DATA RECORDS:
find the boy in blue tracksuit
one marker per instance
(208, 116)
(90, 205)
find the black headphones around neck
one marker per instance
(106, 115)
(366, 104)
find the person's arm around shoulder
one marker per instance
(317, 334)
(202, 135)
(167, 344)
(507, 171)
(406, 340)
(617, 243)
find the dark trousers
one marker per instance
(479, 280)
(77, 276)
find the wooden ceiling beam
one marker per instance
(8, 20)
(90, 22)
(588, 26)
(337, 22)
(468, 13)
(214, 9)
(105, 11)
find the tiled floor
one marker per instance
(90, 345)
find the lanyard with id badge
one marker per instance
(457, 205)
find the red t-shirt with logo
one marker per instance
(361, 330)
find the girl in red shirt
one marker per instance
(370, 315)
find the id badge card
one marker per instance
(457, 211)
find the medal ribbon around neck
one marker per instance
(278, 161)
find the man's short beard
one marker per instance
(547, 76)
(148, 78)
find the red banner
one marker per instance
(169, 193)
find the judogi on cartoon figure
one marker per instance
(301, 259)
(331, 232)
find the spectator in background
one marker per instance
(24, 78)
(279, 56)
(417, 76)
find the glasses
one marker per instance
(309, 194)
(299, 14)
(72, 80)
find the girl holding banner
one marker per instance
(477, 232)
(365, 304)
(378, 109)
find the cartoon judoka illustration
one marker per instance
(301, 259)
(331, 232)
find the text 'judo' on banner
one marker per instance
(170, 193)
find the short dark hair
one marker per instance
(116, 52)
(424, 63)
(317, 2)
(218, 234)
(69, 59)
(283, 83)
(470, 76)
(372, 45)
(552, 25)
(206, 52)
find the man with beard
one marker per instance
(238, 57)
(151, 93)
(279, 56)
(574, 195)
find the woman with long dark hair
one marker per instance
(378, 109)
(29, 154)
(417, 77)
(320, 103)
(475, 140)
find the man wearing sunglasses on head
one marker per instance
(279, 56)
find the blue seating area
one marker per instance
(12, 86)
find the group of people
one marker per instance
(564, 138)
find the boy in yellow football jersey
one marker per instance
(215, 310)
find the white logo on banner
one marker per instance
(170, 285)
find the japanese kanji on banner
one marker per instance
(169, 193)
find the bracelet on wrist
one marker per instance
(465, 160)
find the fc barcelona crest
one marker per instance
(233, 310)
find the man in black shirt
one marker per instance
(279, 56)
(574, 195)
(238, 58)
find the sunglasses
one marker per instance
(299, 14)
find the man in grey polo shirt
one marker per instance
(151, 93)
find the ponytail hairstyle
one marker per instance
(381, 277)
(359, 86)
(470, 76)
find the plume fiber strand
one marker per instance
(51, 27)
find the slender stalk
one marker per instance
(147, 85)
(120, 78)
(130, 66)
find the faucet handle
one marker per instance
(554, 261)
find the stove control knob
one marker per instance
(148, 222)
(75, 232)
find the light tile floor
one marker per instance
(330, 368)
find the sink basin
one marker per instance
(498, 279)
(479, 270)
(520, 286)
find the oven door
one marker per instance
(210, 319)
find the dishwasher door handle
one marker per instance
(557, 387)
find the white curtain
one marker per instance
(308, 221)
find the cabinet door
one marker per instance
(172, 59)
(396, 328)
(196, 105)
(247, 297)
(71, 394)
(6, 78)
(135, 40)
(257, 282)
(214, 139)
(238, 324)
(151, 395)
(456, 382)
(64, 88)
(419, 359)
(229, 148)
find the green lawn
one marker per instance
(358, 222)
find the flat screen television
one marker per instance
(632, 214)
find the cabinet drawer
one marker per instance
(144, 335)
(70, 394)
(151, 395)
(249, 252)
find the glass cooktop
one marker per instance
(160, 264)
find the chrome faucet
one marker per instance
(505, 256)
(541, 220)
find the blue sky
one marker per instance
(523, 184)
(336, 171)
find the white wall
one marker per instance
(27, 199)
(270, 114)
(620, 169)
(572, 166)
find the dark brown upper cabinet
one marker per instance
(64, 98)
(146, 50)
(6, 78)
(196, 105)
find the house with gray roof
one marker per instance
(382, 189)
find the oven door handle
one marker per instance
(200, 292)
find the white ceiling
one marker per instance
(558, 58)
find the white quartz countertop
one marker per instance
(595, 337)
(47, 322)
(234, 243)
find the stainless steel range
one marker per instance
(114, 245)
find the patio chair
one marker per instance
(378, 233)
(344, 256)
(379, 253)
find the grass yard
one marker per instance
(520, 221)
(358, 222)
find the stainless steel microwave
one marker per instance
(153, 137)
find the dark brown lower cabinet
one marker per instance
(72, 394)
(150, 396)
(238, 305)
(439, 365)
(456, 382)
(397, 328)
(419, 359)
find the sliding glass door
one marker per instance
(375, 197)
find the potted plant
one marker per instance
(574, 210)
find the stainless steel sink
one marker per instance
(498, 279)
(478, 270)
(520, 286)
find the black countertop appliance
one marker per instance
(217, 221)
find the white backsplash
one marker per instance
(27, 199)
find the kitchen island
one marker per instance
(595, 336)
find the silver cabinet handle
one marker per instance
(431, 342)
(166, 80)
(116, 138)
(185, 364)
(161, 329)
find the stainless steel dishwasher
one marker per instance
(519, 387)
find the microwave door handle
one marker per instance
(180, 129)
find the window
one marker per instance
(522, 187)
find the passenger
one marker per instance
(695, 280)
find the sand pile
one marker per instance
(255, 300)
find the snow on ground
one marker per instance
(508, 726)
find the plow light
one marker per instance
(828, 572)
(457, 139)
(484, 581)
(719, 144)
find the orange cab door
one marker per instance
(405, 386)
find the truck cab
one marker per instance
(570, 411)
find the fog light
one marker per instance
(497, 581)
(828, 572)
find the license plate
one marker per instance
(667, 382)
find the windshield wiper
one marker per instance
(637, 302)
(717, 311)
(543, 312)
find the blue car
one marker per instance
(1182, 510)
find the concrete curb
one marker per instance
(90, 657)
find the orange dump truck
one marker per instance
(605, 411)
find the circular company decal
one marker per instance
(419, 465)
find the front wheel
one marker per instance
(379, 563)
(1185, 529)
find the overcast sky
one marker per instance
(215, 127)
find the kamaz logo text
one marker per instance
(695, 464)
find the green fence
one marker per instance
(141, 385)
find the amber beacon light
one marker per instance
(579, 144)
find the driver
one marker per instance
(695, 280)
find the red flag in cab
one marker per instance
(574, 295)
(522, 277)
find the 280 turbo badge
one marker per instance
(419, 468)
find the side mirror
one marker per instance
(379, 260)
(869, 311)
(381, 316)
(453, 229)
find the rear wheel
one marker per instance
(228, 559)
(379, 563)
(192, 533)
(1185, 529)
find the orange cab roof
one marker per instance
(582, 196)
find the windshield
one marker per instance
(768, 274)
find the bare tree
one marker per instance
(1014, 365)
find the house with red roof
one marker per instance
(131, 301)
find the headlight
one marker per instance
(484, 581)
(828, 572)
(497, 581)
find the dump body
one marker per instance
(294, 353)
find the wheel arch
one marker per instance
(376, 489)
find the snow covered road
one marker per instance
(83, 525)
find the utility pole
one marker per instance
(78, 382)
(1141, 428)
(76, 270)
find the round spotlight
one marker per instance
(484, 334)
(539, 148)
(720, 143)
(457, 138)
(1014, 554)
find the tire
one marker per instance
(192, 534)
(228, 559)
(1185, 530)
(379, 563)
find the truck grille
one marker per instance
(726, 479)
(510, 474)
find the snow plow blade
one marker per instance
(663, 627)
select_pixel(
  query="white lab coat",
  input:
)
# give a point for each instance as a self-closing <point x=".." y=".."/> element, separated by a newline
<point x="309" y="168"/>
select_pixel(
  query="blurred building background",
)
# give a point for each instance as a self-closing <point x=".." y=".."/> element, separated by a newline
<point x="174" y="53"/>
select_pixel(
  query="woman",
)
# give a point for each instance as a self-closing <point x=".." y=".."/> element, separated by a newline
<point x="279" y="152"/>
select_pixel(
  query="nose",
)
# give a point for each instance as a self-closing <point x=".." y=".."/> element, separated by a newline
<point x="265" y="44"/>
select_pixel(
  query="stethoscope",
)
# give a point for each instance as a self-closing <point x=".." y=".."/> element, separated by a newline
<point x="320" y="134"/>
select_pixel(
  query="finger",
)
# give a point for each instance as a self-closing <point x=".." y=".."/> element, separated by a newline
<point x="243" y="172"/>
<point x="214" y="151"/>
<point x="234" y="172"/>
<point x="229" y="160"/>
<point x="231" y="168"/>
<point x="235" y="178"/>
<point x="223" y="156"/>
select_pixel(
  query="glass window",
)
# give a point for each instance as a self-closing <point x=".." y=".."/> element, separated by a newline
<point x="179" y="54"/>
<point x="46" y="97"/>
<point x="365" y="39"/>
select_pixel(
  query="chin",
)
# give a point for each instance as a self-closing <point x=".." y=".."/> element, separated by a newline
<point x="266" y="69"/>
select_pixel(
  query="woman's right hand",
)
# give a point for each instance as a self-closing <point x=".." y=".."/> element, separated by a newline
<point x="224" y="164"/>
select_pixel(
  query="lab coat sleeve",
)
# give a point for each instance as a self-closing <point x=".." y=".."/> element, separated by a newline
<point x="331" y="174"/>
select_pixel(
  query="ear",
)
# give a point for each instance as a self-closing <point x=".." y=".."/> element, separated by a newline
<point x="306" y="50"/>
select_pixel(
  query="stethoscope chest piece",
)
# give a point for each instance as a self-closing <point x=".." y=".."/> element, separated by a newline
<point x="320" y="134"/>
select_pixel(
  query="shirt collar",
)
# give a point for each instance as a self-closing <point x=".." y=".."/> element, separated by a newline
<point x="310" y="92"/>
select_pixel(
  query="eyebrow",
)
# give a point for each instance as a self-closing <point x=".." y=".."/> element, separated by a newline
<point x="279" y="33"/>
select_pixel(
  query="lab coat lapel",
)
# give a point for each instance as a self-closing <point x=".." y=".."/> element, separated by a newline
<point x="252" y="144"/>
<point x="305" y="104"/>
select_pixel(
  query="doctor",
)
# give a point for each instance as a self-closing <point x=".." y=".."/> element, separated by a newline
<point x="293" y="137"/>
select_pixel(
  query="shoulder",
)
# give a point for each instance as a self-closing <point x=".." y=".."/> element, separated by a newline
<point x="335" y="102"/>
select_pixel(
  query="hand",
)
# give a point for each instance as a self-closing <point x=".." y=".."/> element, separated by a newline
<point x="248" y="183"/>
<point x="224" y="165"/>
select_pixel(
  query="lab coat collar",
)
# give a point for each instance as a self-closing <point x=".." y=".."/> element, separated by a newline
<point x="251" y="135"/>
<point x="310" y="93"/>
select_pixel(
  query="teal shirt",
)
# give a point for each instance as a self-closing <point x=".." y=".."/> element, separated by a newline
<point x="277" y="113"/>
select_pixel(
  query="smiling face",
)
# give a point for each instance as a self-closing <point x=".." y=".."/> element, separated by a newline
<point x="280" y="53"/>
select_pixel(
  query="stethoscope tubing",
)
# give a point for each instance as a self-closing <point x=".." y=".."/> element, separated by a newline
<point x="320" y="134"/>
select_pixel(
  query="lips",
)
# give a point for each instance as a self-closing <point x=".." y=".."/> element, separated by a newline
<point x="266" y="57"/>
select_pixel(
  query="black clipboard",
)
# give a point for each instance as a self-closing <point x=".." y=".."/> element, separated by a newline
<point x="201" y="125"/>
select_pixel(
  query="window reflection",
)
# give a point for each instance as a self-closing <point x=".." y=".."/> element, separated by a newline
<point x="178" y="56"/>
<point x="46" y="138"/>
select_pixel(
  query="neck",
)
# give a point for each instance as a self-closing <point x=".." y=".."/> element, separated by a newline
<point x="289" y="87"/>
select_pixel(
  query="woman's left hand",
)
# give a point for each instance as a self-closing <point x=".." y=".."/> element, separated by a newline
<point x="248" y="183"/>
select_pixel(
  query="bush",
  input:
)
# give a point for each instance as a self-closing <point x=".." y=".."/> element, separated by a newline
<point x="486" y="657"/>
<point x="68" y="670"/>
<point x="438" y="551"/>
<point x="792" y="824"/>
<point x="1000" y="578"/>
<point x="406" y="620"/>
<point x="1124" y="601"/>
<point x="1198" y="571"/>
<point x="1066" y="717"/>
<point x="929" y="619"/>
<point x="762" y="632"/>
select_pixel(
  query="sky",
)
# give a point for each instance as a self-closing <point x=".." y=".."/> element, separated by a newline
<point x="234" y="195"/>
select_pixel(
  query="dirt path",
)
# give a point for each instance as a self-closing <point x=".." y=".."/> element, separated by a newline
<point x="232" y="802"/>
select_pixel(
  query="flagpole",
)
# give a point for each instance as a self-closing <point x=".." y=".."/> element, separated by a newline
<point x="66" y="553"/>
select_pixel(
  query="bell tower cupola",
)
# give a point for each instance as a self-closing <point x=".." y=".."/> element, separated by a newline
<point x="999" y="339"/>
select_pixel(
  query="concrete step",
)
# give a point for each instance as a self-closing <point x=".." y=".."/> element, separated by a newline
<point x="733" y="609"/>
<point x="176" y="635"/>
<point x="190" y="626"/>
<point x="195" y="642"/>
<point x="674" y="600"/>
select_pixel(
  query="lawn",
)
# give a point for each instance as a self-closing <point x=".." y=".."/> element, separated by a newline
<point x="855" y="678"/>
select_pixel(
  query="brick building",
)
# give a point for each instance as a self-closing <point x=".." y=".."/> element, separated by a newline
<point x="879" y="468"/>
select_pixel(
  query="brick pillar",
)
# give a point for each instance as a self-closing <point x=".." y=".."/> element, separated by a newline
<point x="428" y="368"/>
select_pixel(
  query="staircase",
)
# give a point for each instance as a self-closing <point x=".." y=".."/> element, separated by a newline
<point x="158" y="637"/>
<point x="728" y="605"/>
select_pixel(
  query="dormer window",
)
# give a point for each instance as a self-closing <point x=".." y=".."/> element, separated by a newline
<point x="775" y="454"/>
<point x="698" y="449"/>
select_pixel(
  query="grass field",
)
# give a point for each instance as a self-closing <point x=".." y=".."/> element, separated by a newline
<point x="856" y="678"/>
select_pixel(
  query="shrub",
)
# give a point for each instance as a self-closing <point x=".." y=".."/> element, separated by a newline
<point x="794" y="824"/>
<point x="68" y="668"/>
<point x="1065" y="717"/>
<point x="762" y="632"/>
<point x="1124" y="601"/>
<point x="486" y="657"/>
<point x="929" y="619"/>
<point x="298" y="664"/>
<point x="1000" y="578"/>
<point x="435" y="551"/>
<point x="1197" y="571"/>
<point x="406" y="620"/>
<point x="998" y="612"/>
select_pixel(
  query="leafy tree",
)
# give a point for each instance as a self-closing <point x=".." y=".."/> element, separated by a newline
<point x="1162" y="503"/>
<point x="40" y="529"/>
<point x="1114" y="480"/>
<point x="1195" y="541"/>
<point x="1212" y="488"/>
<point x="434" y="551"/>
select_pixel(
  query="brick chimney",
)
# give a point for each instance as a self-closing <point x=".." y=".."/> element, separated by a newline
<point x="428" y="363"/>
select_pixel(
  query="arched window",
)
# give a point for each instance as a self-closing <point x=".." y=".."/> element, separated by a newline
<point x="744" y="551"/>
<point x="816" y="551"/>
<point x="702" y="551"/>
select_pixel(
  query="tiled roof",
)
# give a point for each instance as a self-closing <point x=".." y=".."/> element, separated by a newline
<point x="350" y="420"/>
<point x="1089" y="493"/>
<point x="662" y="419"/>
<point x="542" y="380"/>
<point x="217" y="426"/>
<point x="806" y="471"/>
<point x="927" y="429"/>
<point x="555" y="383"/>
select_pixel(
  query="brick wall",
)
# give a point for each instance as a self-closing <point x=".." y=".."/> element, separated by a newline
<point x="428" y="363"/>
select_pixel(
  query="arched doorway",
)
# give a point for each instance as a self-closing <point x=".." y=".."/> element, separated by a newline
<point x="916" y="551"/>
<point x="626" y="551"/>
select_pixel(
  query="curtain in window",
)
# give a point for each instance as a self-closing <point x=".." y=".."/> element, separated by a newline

TASK:
Restate the data word for word. Begin at its first line, end at the line that contains "find the woman with long dark hair", and include both.

EXERCISE RESULT:
find the boy in blue tracksuit
one marker per instance
(208, 116)
(90, 205)
find the black headphones around neck
one marker per instance
(106, 115)
(366, 104)
find the person's arm around shoulder
one marker per instance
(317, 334)
(202, 135)
(167, 344)
(507, 171)
(406, 340)
(617, 243)
find the dark trousers
one marker per instance
(479, 280)
(77, 276)
find the wooden ceiling beam
one marker per instance
(8, 20)
(90, 22)
(588, 26)
(337, 22)
(468, 13)
(214, 9)
(105, 11)
find the tiled floor
one marker per instance
(90, 345)
find the lanyard with id badge
one marker per instance
(457, 205)
find the red t-shirt with logo
one marker per instance
(361, 330)
find the girl in red shirt
one marker per instance
(370, 315)
find the id badge card
one marker per instance
(457, 211)
find the medal ribbon around neck
one marker per instance
(278, 161)
find the man's short beard
one marker per instance
(547, 76)
(148, 78)
find the red banner
one marker per instance
(169, 193)
find the judogi on cartoon figure
one marker per instance
(301, 259)
(331, 232)
find the spectator in background
one marker per instance
(24, 78)
(279, 56)
(417, 76)
find the glasses
one marker per instance
(309, 194)
(299, 14)
(72, 80)
find the girl holding banner
one marker per instance
(477, 232)
(365, 304)
(378, 109)
find the cartoon judoka illustration
one marker per instance
(301, 259)
(331, 232)
find the text 'judo' on banner
one marker per instance
(170, 193)
find the short dark hair
one marker per instance
(116, 52)
(424, 63)
(317, 2)
(218, 234)
(69, 59)
(283, 83)
(470, 76)
(372, 45)
(552, 25)
(206, 52)
find the man with beard
one marker per instance
(238, 57)
(151, 93)
(279, 56)
(574, 195)
find the woman with long dark hair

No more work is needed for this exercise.